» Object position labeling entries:
— start —

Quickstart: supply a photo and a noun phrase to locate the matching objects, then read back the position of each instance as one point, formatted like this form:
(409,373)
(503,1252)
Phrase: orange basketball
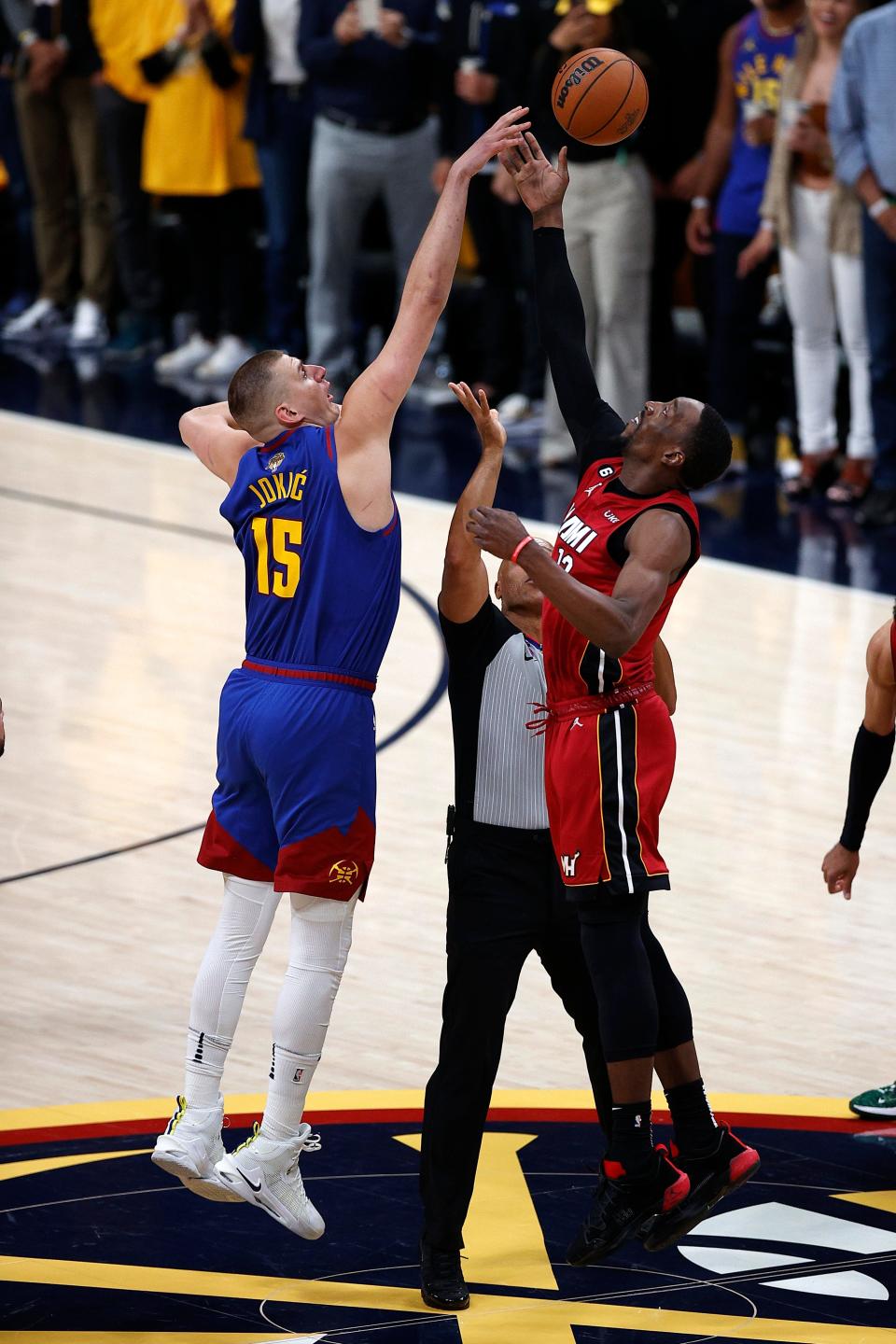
(599,95)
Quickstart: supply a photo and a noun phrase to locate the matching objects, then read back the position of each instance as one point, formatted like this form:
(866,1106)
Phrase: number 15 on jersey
(277,542)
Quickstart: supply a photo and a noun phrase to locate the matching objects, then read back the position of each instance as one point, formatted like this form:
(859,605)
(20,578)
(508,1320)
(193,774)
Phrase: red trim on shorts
(220,851)
(333,863)
(311,675)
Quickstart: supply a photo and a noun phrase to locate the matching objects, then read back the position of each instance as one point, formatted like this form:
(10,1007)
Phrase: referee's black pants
(505,900)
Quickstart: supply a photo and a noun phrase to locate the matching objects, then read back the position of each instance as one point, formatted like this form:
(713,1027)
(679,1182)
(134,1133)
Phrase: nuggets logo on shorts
(344,871)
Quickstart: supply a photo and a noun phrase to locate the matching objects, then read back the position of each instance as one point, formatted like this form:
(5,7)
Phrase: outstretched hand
(488,422)
(541,187)
(496,531)
(838,868)
(505,134)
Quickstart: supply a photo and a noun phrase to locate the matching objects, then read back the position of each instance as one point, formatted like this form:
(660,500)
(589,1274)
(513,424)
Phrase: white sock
(318,946)
(290,1077)
(220,986)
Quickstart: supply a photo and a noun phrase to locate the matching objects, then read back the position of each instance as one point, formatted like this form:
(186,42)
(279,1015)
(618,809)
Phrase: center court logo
(344,873)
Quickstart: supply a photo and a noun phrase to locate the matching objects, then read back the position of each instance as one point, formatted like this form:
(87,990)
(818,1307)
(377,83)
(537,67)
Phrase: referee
(505,895)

— end —

Take the listing above and print it exactly, apart from the pictures.

» Written solution:
Quickstart: supply a photo and a noun phrase to locate the matching objects, then read back the position of each instance as one point, formatted like this form:
(409,373)
(503,1252)
Phrase: orange basketball
(599,95)
Quickstart: supply a photo and a noun phrase to locate the matching objects, then read back the position of each instance as one point, formatted like this form:
(866,1106)
Phrase: number 15 on jersey
(277,542)
Quickstart: supply a photo and a noun phrase to locate the matching objects, then read back the position of each instance as one point, formatted like this form:
(859,605)
(20,578)
(508,1320)
(193,774)
Phrase: red trim on shorts
(220,851)
(333,863)
(311,675)
Quickstart: supply a photo and a noun phrase to locate the matching objects, then read back the position of each instance as one point, formatted like this form:
(10,1007)
Phrase: referee's black pants
(505,900)
Quickstart: supply a photo and a noun phrase to locate the matching objects, then read back the position of each instance as one point, formatted like this form:
(713,1027)
(679,1182)
(134,1133)
Phrase: nuggets logo on shorts
(344,871)
Quickstart: supply a photo and a noun phrase to locate the matching objects, then read back the position of each instance as one point, formatted like this form:
(5,7)
Phrase: outstretched hand
(488,422)
(541,187)
(496,531)
(838,868)
(505,134)
Quickstart: supply a photo and a noun phrase to locate the matching objects, then read back the position of each instance as one point, formatted like this form:
(660,500)
(589,1274)
(513,424)
Phrase: white sock
(318,946)
(290,1077)
(220,986)
Quickstart: supply a photo and a noun phrase to locate the matching objects, then read back the position of each instance as one point, formatted like this form:
(186,42)
(279,1015)
(618,809)
Phrase: center court logo
(344,873)
Quickstart: supply a photo and a noun phrase to locate the matching objects, then read back the position of each instance as one point, formatted like this form:
(87,990)
(818,1307)
(377,83)
(537,67)
Phrase: referee
(505,895)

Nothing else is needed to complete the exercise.